Set exercise: Beginning at the line containing "the windshield wiper" and continuing to the end of the records below, give each line again exactly as it stands, and only those lines.

Material to process:
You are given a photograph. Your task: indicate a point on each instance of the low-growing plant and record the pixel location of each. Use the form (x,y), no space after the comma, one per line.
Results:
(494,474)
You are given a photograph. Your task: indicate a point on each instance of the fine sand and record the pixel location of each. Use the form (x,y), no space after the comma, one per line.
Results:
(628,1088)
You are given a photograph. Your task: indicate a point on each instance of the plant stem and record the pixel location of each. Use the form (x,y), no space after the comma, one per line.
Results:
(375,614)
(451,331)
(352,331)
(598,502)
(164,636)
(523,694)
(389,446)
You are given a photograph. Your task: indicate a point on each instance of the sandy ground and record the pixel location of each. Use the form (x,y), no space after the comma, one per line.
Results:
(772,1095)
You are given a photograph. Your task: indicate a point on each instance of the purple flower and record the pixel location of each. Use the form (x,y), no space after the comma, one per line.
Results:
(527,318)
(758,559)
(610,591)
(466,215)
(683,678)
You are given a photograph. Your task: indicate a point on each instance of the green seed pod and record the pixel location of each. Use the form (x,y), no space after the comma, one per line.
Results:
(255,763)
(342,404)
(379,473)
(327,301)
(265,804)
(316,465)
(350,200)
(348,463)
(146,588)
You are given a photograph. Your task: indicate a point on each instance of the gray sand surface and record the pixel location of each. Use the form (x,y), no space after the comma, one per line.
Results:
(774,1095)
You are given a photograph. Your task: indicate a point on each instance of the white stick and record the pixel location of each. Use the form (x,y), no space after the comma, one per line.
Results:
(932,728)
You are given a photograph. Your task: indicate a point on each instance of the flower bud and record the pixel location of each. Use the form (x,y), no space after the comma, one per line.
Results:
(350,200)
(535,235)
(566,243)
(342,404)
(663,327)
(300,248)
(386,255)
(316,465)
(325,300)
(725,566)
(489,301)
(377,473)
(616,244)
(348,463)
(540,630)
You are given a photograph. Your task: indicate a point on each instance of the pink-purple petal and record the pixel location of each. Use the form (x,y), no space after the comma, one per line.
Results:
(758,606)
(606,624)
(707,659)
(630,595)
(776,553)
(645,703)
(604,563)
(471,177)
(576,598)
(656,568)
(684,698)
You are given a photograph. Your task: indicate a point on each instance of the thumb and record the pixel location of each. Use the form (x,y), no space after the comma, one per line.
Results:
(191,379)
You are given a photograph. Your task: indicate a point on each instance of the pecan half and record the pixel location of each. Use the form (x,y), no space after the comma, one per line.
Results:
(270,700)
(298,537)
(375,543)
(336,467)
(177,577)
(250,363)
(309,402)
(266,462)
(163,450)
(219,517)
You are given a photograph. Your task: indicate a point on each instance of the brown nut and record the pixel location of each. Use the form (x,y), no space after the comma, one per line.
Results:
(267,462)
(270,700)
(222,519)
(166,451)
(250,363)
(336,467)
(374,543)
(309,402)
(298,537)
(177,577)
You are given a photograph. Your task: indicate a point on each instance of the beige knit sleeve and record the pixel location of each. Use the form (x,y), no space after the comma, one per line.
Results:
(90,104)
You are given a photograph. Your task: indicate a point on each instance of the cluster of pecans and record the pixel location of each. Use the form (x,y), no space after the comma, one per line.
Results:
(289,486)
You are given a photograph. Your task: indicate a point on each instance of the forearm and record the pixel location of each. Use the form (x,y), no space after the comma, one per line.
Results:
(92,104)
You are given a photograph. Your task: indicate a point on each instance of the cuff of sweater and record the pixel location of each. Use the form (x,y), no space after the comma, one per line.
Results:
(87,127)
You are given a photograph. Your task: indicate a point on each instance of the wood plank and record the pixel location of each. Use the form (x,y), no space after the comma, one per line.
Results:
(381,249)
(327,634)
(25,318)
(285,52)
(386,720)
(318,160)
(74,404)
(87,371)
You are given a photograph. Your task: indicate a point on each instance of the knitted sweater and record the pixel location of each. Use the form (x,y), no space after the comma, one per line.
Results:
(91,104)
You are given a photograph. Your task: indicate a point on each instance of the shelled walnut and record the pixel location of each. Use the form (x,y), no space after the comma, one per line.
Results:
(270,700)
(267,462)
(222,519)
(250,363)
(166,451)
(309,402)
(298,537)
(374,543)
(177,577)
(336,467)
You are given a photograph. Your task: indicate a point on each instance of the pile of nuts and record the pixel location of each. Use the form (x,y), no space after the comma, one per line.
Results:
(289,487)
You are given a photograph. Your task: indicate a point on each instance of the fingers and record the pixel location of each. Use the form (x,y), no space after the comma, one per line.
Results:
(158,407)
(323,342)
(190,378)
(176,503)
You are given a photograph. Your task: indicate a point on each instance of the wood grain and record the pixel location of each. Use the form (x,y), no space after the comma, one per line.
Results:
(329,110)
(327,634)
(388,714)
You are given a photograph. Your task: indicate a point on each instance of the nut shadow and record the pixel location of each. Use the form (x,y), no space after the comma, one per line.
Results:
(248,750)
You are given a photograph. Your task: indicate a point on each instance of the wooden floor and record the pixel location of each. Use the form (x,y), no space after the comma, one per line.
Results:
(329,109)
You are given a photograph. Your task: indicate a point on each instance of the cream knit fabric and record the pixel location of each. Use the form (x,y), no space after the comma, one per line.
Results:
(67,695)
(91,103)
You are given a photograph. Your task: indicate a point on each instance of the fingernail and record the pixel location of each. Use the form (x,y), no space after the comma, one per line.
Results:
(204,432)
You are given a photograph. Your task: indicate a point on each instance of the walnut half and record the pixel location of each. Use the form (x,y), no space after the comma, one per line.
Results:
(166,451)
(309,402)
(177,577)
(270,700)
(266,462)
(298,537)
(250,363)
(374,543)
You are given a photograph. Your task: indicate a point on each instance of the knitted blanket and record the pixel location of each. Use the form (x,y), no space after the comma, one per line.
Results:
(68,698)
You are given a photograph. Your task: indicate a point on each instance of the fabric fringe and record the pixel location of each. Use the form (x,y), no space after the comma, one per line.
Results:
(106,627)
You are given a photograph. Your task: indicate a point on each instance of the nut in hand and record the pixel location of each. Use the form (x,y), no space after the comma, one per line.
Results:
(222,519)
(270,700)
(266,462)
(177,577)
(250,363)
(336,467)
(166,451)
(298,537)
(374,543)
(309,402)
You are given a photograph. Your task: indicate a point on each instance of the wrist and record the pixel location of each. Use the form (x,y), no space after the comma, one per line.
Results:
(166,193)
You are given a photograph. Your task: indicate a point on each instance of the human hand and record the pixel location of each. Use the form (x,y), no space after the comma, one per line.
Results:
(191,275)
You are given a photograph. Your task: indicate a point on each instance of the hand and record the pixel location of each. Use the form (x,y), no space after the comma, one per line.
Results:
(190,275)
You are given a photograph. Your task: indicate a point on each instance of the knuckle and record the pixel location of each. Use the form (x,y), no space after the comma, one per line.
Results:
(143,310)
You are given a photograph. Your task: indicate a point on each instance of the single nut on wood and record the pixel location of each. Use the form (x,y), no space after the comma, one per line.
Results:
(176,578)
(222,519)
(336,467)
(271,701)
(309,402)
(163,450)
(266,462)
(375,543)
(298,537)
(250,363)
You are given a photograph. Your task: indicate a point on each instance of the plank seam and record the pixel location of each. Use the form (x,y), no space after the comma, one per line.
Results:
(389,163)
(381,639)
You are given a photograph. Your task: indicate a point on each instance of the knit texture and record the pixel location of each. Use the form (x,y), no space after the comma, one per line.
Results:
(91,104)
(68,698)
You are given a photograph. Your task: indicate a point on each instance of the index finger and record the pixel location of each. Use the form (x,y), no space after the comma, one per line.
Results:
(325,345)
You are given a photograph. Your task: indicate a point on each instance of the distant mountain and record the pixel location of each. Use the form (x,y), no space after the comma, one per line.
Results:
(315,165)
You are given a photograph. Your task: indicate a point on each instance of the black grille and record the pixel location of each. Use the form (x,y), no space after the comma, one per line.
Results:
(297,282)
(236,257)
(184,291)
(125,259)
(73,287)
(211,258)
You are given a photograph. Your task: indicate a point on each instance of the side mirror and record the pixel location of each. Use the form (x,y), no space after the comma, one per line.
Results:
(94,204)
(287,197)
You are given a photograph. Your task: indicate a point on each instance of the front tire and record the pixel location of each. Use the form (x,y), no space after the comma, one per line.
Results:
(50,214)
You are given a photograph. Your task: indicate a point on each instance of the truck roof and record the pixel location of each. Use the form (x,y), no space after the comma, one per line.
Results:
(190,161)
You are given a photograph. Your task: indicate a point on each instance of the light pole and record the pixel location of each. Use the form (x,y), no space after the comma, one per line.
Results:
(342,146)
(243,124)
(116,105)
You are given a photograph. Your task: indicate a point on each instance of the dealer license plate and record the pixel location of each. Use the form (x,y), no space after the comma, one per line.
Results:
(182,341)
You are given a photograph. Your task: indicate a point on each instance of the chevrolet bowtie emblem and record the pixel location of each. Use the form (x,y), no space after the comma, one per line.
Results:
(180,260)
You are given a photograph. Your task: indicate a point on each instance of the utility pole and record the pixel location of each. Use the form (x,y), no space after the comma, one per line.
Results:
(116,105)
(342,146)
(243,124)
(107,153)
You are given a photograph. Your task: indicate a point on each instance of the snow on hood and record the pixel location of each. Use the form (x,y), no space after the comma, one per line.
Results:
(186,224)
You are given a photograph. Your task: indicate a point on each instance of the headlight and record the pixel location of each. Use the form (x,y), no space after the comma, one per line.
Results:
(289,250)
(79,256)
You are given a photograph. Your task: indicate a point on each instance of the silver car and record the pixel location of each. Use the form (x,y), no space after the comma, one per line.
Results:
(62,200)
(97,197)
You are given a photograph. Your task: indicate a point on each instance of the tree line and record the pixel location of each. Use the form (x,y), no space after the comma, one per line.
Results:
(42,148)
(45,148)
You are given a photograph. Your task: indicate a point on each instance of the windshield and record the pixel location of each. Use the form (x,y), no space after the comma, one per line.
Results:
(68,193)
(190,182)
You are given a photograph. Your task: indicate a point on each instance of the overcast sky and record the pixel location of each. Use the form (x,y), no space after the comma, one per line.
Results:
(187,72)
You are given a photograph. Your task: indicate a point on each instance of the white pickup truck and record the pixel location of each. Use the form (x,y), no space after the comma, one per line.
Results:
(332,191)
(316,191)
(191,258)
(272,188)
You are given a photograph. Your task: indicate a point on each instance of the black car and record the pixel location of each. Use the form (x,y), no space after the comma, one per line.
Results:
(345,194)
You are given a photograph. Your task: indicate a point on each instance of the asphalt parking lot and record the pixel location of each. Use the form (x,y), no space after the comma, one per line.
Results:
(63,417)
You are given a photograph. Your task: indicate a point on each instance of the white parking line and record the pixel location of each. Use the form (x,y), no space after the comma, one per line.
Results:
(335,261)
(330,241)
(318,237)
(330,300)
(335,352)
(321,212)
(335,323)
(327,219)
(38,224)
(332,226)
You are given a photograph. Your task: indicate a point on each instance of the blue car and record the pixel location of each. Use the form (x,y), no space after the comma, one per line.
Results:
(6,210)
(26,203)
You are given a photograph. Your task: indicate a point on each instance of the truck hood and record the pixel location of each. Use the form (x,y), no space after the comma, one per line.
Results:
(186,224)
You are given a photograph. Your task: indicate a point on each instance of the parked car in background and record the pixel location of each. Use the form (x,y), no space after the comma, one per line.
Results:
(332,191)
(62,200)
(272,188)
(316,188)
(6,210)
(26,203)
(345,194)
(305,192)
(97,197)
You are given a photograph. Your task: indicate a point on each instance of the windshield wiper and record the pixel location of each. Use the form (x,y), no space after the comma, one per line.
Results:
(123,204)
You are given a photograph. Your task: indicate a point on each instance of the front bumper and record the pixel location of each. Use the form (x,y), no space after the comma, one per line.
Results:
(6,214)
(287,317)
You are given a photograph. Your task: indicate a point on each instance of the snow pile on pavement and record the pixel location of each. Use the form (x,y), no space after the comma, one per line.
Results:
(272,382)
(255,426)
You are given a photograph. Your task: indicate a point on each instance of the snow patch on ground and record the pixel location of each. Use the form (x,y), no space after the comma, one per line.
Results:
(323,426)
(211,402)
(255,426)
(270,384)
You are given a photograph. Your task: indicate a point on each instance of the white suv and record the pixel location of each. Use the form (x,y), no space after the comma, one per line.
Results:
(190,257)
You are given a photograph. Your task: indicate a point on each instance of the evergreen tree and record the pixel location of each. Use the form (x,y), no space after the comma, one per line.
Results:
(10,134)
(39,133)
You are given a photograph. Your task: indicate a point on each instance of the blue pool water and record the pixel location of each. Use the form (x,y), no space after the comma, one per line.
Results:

The output:
You are given a photograph. Your task: indicate a point on each instance of the windshield wiper and record the pixel location of each. Use the form (x,y), no space after the comma, one per line.
Results:
(123,204)
You are given a photograph. Your task: indicate a point on each instance of the front bumper and record the pixel location of each. Use the form (x,y), no space after the comma, one per line.
Results:
(6,214)
(287,317)
You are given a photograph. Your task: indicate a point on each instance of the snow pile on pavement and record the pixel location of each. Use the form (x,y), no space after the comma, one per line.
Results:
(272,382)
(255,426)
You are given a photograph. Your task: indicate a point on each instance of the snow patch on ground and record the pixel location of each. Use the form (x,y), no space after the comma, one per line.
Results:
(323,426)
(211,402)
(255,426)
(270,384)
You are given a photograph. Your task: indicate a point on each instance of the white suv and record the pixel location of each. Use the form (x,y), no space after the comma, one per line.
Results:
(190,257)
You are given a photograph. Your task: indicate a point on each instance of the evergreen tree and record the pixel location of each. Use the form (x,y), no space after the comma, one per line.
Results:
(10,134)
(39,133)
You are given a photograph. Your task: indicate a point on each instance of the blue pool water and record the pixel location of each. Use the form (x,y), no space after the comma, one per line.
Results:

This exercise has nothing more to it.